Set exercise A
Render this sentence from the safe driving article below into Spanish: "We all have a responsibility to abide by the rules of the road."

Document section
--

Do you practice safe driving all the time?

Be honest. When did you last speed up through an intersection on a yellow light? Or take a chance on turning left through oncoming traffic?

We all have a responsibility to abide by the rules of the road. And, if you drive for work, you must also follow your organization’s safe driving policies and practices. However, a new ICBC survey has found that while most drivers believe they are good drivers, they also believe our roads are more dangerous than ever before with drivers who are more distracted, more aggressive and more impatient. So, who are all these bad drivers?

They are us

They are all of us who take shortcuts now and then even when we know we shouldn’t. When we roll through a stop sign, glance at our phones, or change lanes without signalling, we put ourselves and others at risk of injury or death. Our bad driving habits collectively have resulted in the number of crashes in BC soaring 23 per cent in just three years to 320,000 in 2016 from 260,000 in 2013.1 That’s an average of 875 every day.

--

Set exercise B
How many lines of the records below contain the string "fence"? Case counts; reply with the number only.

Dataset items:
--

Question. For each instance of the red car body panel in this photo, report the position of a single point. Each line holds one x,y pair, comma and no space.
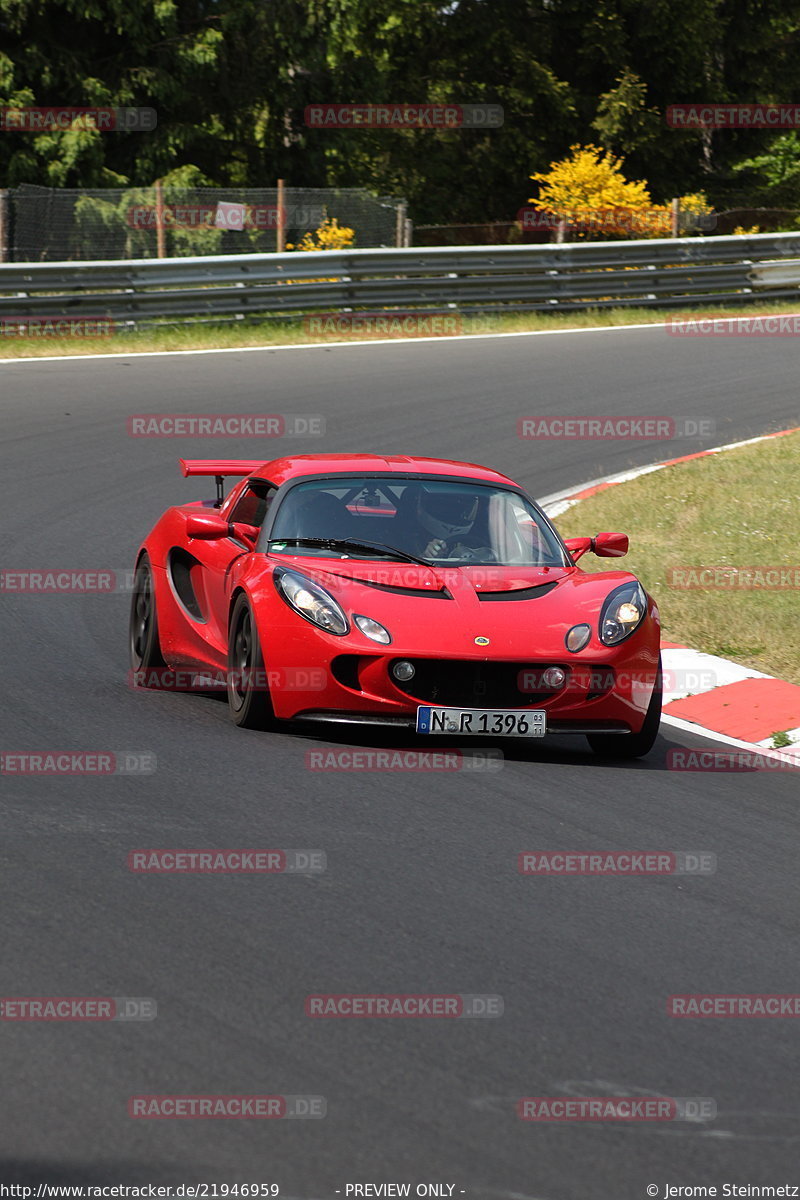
432,613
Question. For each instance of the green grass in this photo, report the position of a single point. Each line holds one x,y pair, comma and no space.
738,509
194,335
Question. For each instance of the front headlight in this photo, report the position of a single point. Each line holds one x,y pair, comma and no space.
373,629
623,611
311,601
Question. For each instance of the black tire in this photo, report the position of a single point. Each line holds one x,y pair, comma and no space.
143,635
248,697
632,745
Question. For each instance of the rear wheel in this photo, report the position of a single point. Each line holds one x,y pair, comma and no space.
248,696
145,648
632,745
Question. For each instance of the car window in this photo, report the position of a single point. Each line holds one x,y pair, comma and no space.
253,504
443,521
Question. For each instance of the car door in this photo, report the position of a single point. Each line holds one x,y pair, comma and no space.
215,559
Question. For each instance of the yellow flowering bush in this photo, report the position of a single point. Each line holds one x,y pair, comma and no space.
330,235
589,192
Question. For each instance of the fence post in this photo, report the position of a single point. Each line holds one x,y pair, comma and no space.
161,237
281,240
400,229
4,225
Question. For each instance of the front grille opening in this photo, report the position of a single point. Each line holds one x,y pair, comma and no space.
477,684
601,681
344,669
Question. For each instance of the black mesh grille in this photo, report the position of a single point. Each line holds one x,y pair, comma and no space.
476,684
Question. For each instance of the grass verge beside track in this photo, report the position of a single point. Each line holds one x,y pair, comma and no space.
194,335
735,510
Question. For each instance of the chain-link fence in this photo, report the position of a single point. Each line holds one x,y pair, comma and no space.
78,225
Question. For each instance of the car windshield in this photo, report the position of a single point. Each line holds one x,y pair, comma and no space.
444,522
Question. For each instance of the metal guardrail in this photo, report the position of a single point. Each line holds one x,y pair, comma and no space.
474,279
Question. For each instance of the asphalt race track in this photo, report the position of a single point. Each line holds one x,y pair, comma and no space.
421,892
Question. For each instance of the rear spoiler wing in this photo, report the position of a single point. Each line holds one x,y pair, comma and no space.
220,468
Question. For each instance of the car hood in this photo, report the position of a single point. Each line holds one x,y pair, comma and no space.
518,611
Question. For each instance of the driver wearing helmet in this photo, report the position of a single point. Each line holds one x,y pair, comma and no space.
445,521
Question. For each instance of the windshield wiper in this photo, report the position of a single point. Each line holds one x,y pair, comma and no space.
344,544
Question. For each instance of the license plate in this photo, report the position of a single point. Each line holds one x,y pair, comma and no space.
507,723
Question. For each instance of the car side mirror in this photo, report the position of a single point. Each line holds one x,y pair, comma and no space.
208,526
577,546
248,534
611,545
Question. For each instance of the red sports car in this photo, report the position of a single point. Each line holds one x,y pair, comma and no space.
415,593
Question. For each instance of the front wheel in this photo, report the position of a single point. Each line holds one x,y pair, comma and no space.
632,745
248,697
143,637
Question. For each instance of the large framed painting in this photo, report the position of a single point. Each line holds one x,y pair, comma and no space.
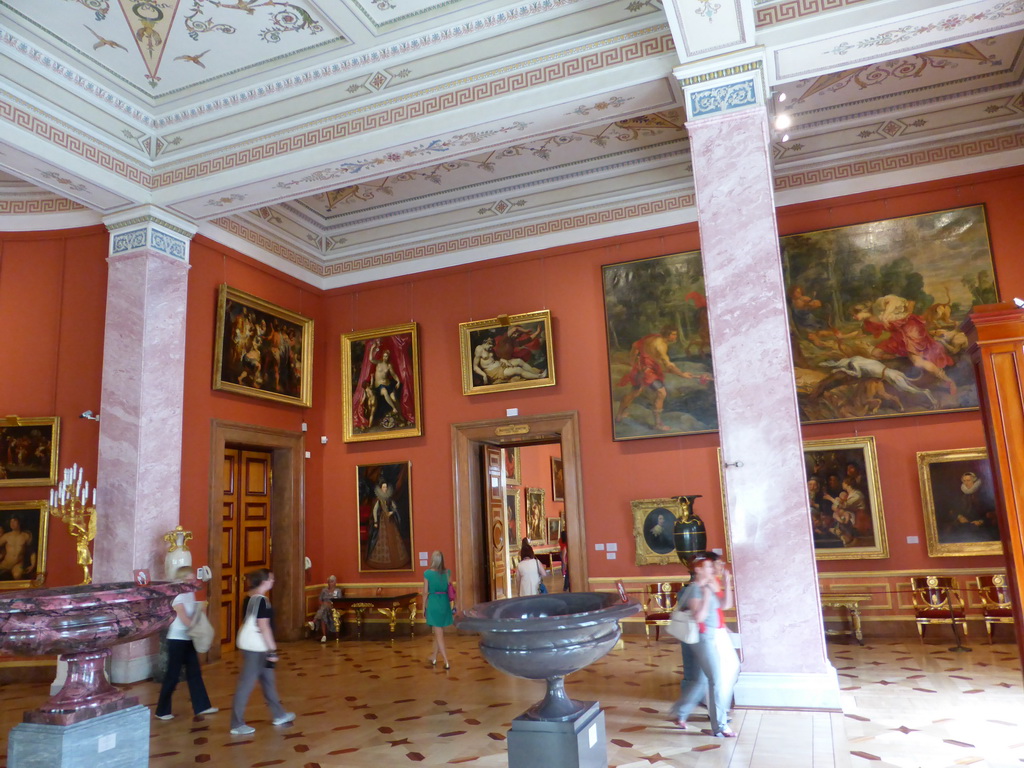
24,527
262,350
654,530
658,347
385,516
29,451
875,314
380,389
513,474
845,499
557,479
511,351
536,530
957,494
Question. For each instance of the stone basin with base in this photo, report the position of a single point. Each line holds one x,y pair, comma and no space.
88,719
547,637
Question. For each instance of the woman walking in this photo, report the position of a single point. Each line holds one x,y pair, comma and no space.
530,570
437,610
180,651
258,665
702,599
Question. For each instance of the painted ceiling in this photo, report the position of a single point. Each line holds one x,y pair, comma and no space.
349,139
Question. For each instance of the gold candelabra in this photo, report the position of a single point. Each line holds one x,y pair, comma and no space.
71,503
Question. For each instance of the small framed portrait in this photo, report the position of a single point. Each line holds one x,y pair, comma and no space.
654,530
384,512
536,530
845,499
511,351
554,529
557,479
29,451
262,350
380,375
513,516
958,499
24,527
513,474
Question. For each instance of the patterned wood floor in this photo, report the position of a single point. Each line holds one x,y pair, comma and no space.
377,704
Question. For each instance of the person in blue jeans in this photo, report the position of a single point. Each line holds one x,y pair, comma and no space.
715,682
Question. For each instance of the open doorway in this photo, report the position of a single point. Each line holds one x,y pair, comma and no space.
467,442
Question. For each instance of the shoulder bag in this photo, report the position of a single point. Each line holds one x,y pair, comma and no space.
249,637
201,631
682,627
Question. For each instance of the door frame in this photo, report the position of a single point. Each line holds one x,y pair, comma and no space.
287,516
467,475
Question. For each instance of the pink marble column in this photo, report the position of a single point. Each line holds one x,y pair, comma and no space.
139,468
784,660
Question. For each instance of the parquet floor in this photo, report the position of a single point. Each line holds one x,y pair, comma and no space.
376,704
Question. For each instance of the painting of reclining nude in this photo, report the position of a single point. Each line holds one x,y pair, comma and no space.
875,314
658,347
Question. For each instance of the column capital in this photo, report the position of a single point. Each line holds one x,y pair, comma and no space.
150,228
724,84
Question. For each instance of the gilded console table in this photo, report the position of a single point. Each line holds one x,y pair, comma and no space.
852,603
386,605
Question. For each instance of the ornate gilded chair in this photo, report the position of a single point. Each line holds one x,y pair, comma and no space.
995,600
659,601
937,600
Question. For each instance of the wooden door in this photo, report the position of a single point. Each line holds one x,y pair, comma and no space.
245,529
499,562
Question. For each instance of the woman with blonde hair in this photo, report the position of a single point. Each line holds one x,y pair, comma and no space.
437,610
180,651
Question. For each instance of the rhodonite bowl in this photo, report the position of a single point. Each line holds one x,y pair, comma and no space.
547,637
82,624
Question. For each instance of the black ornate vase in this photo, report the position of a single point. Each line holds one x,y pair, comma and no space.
691,538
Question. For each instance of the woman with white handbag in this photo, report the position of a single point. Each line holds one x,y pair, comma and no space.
701,599
259,654
181,652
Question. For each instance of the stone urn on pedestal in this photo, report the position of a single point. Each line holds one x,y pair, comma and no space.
690,536
547,637
88,722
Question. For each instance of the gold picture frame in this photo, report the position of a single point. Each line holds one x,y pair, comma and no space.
261,349
380,384
511,351
29,451
654,530
960,512
852,527
24,562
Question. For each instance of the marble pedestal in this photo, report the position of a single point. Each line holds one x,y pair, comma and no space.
120,739
569,743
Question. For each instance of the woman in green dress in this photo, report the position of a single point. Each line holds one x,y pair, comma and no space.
437,608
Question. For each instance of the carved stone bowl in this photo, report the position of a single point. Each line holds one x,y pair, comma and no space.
82,624
547,637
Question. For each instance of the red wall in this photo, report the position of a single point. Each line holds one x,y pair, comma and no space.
56,342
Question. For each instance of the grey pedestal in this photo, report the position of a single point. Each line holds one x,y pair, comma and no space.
120,739
574,743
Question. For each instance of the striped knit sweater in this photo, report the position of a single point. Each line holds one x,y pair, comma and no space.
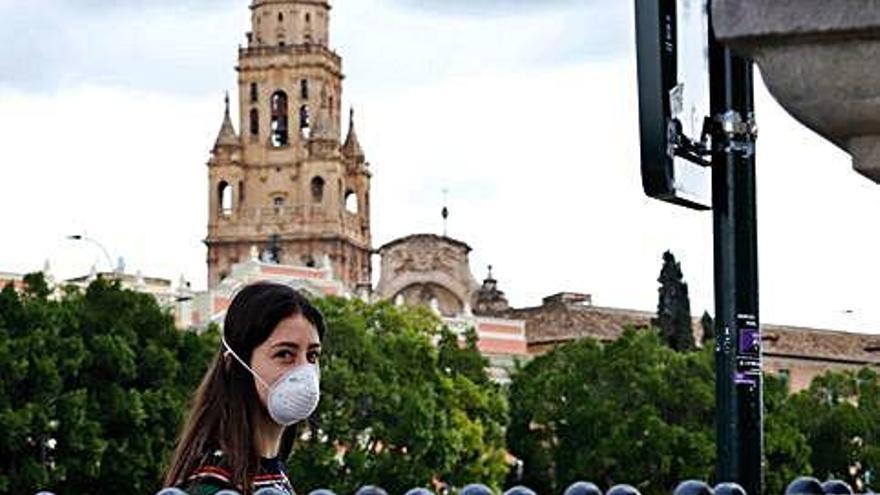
214,475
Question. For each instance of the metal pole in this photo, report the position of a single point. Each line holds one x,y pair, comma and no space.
737,349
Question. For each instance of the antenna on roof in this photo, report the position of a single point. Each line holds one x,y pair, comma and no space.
445,211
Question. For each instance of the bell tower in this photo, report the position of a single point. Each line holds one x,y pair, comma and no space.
288,179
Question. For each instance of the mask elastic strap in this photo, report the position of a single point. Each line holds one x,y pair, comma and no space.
229,351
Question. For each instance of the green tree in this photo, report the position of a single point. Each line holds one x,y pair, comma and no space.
397,410
786,449
708,325
631,411
94,386
839,415
674,306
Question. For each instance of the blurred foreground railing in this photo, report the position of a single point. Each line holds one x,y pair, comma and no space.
805,485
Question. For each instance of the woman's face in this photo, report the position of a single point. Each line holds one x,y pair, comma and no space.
294,342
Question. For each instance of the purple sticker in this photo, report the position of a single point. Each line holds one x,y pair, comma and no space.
749,340
745,379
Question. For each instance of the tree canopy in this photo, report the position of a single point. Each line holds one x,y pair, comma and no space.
674,306
95,385
397,410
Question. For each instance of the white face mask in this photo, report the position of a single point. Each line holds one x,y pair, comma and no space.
294,396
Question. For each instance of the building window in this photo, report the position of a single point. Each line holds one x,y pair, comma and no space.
280,135
255,122
224,198
304,122
351,204
318,189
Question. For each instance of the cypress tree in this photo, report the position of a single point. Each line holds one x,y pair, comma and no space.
674,306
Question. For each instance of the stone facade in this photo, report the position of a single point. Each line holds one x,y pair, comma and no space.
796,353
428,269
286,183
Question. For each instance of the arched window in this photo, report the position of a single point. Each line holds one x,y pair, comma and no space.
280,135
318,189
255,122
351,204
224,198
304,121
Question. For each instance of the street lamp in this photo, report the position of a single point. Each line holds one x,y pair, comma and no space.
79,237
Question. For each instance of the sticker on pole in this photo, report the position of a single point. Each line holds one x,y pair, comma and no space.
673,68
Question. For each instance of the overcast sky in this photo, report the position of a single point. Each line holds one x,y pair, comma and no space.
524,110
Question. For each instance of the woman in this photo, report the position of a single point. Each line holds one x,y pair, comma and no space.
263,380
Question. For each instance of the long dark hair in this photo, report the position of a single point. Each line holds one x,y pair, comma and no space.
226,408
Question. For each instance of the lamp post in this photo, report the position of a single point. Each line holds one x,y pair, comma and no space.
79,237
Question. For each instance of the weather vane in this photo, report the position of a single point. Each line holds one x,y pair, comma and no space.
445,211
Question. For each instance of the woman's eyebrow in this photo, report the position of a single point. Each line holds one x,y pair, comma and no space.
285,344
313,345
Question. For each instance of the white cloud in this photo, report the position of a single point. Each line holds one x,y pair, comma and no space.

--

Final answer A
Todos tenemos la responsabilidad de respetar las normas de circulación.

Final answer B
2